• [Given passage]:
──────────────────────────────

Kidney Cancer Diagnosis & Surgery Selection by ML

Overview & Motivation

Pages 1-2

Why Kidney Cancer Needs Better AI-Assisted Diagnosis and Surgical Guidance

Kidney cancer is the 14th most common malignancy worldwide (9th among men), with over 430,000 new cases diagnosed globally in 2020. It is closely linked to chronic kidney disease (CKD), which affects roughly 800 million people and carries mortality rates between 7 and 12% depending on region. The disease is typically diagnosed through blood tests, urinalysis, imaging, and occasionally biopsy, but these methods are lengthy, complex, and often unreliable.

Once a kidney tumor is detected, clinicians face a critical decision: should the patient undergo partial nephrectomy (removing only the tumor and a margin of healthy tissue) or radical nephrectomy (removing the entire kidney)? Getting this wrong in either direction carries serious consequences. A partial procedure on a patient who truly needed full removal could leave behind cancer, while radical surgery on a less severe case could consign the patient to lifelong dialysis or the need for a future transplant without sufficient cause.

The authors point out that previous AI studies using contrast-enhanced CT images to classify kidney tumors have largely ignored the integration of patient clinical metadata, such as demographics, comorbidities, and tumor staging. This study proposes a combined approach that fuses CT image analysis with clinical data to both classify kidney cancer subtypes and guide surgical decisions for renal cell carcinoma (RCC) patients.

TL;DR: Kidney cancer affects 430,000+ people per year, and choosing between partial and radical nephrectomy is a high-stakes decision. Previous AI approaches used CT images alone. This study integrates CT scans with patient clinical metadata to improve both tumor subtype classification and surgical procedure selection for RCC.

Dataset & Clinical Context

Pages 2-4

The KiTS21 Dataset: 300 Patients with CT Scans and Rich Metadata

The study uses the publicly available KiTS21 (Kidney and Kidney Tumor Segmentation Challenge 2021) dataset, which contains contrast-enhanced CT scans from n = 300 subjects who underwent either partial or radical nephrectomy between 2010 and 2018. Subjects came from M Health Fairview and Cleveland Clinic medical centers. Each case includes 3D-CT volumes with expert-annotated ground-truth segmentation masks for kidney, tumor, and cyst regions.

──────────────────────────────

• [Dataset entries]:
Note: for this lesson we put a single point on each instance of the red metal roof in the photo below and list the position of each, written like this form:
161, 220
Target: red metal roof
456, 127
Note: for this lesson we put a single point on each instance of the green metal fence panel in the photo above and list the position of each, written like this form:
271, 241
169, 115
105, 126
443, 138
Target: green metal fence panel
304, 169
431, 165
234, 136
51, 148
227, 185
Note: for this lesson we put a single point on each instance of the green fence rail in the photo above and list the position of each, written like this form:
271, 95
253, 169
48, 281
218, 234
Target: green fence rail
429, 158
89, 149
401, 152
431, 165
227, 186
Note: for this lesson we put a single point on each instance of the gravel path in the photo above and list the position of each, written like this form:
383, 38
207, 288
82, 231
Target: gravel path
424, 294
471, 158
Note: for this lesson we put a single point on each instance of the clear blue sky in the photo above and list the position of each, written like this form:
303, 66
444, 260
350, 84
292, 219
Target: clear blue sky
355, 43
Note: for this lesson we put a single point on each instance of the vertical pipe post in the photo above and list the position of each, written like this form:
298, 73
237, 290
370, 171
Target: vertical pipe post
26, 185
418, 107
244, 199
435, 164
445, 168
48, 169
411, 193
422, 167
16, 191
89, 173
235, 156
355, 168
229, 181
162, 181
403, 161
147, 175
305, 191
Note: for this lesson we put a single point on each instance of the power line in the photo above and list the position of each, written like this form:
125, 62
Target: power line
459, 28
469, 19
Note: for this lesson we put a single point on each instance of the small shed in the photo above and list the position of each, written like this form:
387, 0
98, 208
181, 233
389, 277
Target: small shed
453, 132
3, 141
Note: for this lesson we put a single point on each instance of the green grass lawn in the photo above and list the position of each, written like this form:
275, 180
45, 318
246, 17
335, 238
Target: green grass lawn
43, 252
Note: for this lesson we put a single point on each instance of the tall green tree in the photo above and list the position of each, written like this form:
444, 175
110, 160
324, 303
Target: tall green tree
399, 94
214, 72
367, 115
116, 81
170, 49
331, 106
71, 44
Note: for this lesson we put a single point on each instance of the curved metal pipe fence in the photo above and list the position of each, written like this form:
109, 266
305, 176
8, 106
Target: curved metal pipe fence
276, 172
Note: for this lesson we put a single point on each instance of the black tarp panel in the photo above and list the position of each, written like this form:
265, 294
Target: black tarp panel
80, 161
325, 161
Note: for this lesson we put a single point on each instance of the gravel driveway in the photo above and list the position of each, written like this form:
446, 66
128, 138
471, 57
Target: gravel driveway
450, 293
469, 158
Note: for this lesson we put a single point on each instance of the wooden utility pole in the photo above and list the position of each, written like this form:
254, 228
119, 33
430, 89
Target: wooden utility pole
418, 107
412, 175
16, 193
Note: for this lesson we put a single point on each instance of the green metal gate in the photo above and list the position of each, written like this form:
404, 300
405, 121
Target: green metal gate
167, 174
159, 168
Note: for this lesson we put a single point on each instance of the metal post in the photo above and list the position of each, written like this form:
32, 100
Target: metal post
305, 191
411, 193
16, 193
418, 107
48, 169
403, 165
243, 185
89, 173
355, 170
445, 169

──────────────────────────────

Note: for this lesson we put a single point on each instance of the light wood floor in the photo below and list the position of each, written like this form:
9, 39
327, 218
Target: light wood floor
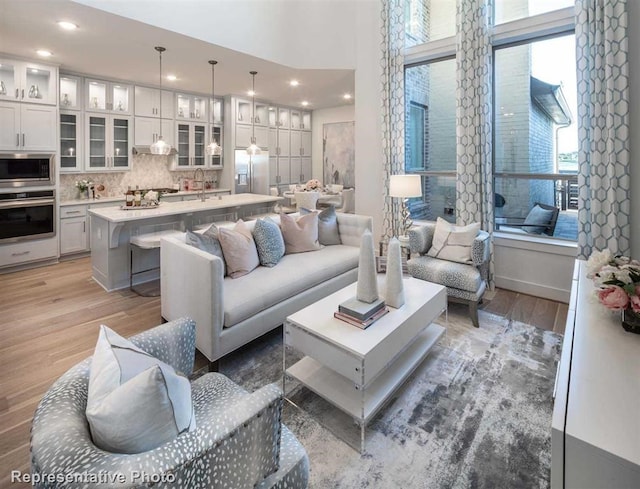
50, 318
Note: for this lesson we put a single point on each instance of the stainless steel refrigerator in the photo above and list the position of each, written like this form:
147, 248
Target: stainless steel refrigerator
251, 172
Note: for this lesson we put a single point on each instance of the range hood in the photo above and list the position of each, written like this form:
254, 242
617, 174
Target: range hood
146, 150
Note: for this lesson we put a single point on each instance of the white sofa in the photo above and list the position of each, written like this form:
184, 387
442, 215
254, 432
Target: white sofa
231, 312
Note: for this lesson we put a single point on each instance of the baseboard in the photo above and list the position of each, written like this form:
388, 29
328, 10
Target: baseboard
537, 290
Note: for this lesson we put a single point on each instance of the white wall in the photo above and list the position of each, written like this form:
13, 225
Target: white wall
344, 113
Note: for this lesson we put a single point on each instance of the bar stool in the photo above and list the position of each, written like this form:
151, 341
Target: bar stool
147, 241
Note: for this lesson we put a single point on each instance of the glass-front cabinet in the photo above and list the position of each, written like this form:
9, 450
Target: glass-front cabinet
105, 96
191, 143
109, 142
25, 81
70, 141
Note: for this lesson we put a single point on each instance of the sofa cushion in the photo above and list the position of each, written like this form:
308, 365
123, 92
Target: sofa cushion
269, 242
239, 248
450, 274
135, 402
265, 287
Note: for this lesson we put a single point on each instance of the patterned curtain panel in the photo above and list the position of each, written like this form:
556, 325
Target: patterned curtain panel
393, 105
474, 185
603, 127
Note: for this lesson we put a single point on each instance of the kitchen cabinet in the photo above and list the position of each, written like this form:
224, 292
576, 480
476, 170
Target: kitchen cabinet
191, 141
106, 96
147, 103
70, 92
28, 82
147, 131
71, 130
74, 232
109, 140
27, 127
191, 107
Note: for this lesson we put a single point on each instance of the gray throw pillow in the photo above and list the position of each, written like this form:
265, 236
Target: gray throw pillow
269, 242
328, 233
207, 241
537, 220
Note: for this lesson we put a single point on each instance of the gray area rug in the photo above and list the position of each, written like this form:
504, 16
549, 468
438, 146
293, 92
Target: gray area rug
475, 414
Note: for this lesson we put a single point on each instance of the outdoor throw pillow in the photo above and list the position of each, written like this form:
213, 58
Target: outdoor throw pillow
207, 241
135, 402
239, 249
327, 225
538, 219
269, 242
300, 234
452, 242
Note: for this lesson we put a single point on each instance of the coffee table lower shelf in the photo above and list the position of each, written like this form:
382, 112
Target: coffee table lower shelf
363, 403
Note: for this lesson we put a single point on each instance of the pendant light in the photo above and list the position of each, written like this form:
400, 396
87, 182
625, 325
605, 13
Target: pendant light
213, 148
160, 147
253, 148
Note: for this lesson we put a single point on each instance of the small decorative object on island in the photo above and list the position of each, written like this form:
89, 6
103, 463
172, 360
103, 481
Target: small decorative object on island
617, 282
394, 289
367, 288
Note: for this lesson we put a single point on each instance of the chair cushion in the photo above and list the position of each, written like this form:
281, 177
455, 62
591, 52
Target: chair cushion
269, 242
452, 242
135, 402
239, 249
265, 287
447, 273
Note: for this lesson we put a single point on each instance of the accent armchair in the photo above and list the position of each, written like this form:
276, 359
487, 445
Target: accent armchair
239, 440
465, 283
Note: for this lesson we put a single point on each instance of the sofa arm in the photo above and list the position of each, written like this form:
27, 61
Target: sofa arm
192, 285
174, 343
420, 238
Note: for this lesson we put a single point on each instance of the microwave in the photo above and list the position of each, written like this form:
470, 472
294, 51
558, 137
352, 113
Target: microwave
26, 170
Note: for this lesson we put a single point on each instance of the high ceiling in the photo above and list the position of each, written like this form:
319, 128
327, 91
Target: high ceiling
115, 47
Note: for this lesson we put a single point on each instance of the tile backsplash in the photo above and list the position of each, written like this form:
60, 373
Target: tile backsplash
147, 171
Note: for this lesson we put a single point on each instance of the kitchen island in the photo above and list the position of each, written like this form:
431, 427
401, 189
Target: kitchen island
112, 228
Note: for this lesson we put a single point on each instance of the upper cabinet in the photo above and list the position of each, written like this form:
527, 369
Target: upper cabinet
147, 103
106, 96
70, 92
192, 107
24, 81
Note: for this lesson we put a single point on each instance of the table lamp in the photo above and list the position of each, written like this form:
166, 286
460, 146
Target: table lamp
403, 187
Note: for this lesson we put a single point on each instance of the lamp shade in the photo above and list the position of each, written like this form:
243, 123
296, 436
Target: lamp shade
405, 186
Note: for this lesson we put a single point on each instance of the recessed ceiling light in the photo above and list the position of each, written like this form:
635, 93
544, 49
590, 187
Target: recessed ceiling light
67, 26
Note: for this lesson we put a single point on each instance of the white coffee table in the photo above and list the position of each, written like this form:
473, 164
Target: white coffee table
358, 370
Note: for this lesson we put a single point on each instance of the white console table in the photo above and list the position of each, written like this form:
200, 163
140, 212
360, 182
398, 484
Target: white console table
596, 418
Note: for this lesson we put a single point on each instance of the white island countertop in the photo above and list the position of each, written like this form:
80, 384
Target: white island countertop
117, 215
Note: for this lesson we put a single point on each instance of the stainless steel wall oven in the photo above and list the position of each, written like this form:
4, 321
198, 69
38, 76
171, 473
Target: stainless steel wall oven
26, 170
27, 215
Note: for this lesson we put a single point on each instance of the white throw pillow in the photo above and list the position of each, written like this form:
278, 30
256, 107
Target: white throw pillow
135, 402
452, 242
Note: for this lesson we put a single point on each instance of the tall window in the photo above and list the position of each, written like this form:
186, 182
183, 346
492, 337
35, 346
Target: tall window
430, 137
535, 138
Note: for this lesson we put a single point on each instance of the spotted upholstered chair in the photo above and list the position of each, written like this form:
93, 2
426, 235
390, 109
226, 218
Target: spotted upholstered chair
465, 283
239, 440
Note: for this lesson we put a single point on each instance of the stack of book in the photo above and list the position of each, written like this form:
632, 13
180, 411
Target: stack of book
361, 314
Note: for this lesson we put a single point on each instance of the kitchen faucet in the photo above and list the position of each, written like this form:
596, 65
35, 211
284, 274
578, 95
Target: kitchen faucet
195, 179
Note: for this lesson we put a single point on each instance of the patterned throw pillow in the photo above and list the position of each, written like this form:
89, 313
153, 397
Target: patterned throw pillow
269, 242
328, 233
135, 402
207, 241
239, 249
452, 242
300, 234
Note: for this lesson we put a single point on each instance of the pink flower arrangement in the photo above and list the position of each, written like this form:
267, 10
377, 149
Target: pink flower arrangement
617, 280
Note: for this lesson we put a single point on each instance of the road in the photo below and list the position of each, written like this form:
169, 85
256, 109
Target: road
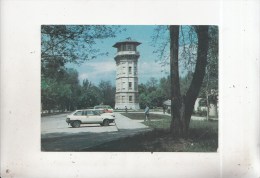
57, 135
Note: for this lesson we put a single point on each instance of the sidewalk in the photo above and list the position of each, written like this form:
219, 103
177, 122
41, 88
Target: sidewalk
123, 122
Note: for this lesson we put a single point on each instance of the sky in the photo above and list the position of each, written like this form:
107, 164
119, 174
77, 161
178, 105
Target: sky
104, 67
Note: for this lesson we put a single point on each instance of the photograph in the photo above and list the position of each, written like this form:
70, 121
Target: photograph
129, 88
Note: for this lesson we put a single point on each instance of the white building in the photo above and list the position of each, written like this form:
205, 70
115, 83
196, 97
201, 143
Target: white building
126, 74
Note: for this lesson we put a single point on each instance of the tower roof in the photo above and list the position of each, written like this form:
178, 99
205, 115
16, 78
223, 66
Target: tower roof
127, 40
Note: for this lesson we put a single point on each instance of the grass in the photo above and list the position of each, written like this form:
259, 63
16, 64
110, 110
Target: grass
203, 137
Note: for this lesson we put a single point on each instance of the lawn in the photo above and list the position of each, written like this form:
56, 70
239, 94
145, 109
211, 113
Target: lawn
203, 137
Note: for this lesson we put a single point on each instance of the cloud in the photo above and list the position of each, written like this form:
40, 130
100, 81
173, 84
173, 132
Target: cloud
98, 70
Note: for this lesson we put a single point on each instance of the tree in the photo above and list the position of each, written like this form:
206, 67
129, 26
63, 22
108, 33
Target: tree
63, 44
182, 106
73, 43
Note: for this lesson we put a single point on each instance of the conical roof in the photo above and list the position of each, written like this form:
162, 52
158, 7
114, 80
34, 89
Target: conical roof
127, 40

──────────────────────────────

• [Exercise instructions]:
a. According to the article on kidney cancer diagnosis, which medical centers did the KiTS21 subjects come from?
b. Write the next part of the article on kidney cancer diagnosis and surgery selection, starting right after its final sentence.

• [Task answers]:
a. M Health Fairview and Cleveland Clinic.

b.
The dataset is heavily dominated by clear cell RCC (ccRCC) at 203 cases (67.7%), followed by papillary RCC (pRCC) at 28 cases (9.3%), chromophobe RCC (chRCC) at 27 cases (9%), and oncocytoma (ONC) at 16 cases (5.3%). Regarding malignancy, 275 cases (91.7%) were malignant and only 25 (8.3%) were benign. For surgical procedures, 188 patients (62.6%) underwent partial nephrectomy while 112 (37.3%) received radical nephrectomy. The majority of surgeries were robotic (57.3%), followed by open (26.3%) and laparoscopic (16.3%).

Patient demographics show a median age of 60 years, a median BMI of 29.82 kg/m², and a 60/40 male-to-female ratio. The median tumor diameter was 4.2 cm with a median volume of 34.93 cm³. For pathological staging, 60% of cases were T-stage 1, while 23.3% had reached T-stage 3, indicating that the dataset contains a realistic mix of early and advanced kidney cancers.

TL;DR: The KiTS21 dataset provides 300 patients with contrast-enhanced CT scans and clinical metadata from two major medical centers. The data is heavily imbalanced toward ccRCC (67.7%) and malignant cases (91.7%). Of the surgical procedures, 62.6% were partial nephrectomy and 37.3% radical nephrectomy, predominantly performed robotically.

Methodology - Image Processing

Pages 5-7

From Raw CT Volumes to Tumor ROIs: Scope Reduction and YOLO Detection

The pipeline begins by extracting 64,603 2D slices from the 300 3D-CT volumes. A critical preprocessing step limits the Hounsfield Unit (HU) range to (-200, 500), which focuses the image contrast on kidney tissue by clipping extreme radiodensity values. Approximately 64.5% of all slices (41,675) contain no kidney at all because some scans capture the entire body from head to toe, creating a massive amount of irrelevant data.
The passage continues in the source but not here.